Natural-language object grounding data
++++
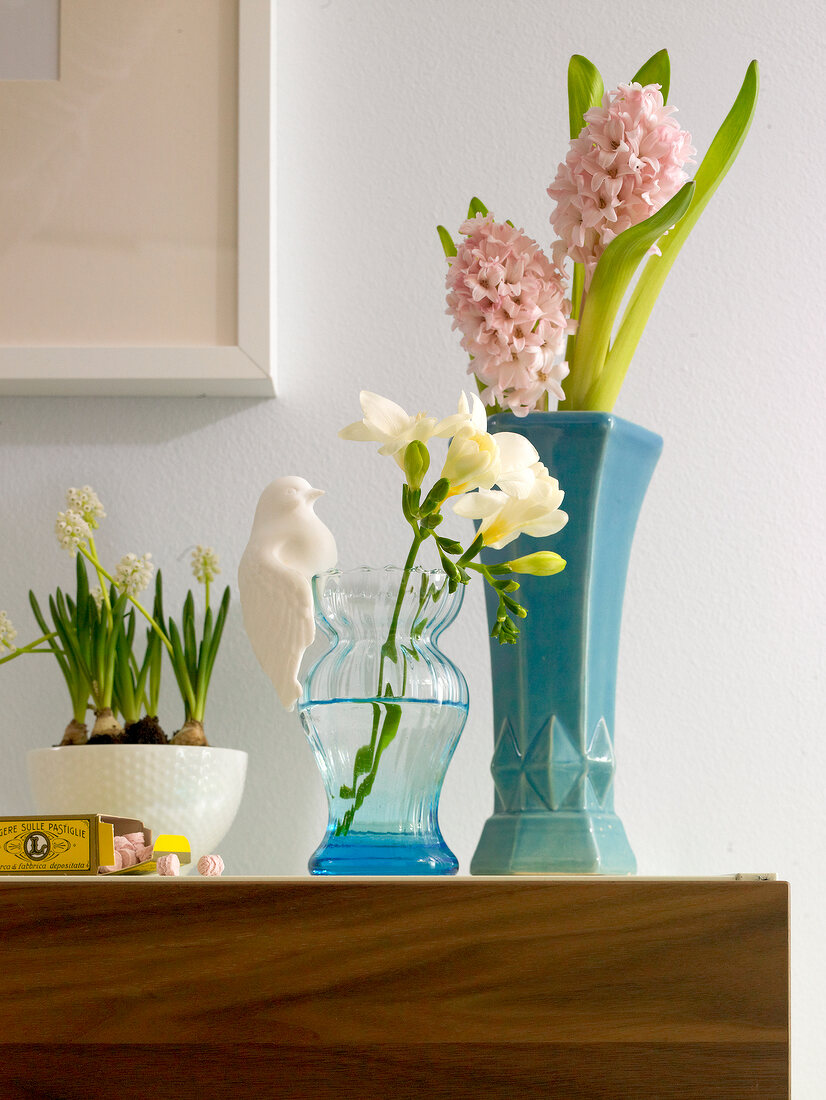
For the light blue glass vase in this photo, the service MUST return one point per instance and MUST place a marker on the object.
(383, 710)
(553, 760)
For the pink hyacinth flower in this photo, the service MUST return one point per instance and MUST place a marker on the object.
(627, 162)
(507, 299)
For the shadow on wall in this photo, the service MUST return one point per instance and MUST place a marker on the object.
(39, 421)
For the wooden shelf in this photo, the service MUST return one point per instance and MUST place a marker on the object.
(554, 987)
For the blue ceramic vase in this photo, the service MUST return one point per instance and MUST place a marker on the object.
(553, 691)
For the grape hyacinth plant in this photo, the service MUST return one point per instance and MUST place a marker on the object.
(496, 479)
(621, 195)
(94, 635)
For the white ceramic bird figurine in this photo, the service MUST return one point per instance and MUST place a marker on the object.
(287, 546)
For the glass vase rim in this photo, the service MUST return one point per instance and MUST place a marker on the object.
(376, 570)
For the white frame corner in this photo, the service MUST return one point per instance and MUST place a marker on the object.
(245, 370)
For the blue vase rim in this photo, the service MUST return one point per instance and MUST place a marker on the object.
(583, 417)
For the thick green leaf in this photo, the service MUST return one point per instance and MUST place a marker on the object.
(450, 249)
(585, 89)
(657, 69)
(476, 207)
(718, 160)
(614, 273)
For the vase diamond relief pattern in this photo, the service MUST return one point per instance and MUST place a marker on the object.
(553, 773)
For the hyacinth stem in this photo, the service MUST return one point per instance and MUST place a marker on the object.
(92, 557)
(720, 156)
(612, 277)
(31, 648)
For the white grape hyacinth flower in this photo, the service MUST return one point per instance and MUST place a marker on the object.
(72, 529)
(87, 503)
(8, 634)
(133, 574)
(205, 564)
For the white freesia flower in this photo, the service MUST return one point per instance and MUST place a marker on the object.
++++
Work instructions: Return the entries above exactly, skipping any images.

Output of the exercise:
For the light blue glass vase in this photo, the service MUST return one point per instance and MUST place a marker on the object.
(383, 710)
(553, 760)
For the pink hyacinth flower in this photo, the service MUST return one point per instance and MUST place a marker on the object.
(627, 162)
(507, 299)
For the shadow on wall in this photo, the service MUST return one point per instance and MUST place a marker on the object.
(39, 421)
For the wooden shelf in this photo, the service MUST return one point per instance and MUST place a marker on the object.
(554, 987)
For the blue ceramic vase in this photo, the service MUST return one point per instance and MUST place a marker on the object.
(553, 691)
For the grape hyacinth plant in this photo, the service MUST return one point per instance and MUST place a marker on the object.
(496, 479)
(621, 195)
(94, 635)
For the white ceramic bird figurine in this photo, the service MUST return one point per instance and MUST place a marker on the object.
(287, 546)
For the glass vase rim in this photo, the service MUST return one point per instance and MUST place a marker on the object.
(376, 570)
For the white frame corner in this photo, the service MUST return one point per instance and MUST place a marker on the object.
(245, 370)
For the blue vase rim in this photo, the service MUST return one point per instance and MUST place a marker on the object.
(583, 417)
For the thick green leaf in this photo, the service MUST return one point per instance and MUST place a marker on the object.
(450, 249)
(585, 89)
(657, 69)
(476, 207)
(718, 160)
(614, 273)
For the vase diamond relief pattern in this photo, the service MUST return one point per instance and MUST place a marker on the object.
(553, 773)
For the hyacinth stem in this photo, the service MUST return one point per instance and MUST place a marker on the object.
(92, 557)
(720, 156)
(612, 277)
(31, 648)
For the white grape hyacinth flower in this photo, the service MUST return one point per instance and MUST place a marker on the object.
(72, 529)
(87, 503)
(8, 634)
(133, 574)
(205, 564)
For the white freesia flower in this photo, the service MUST return one point per instance and MUST place a marker on the object.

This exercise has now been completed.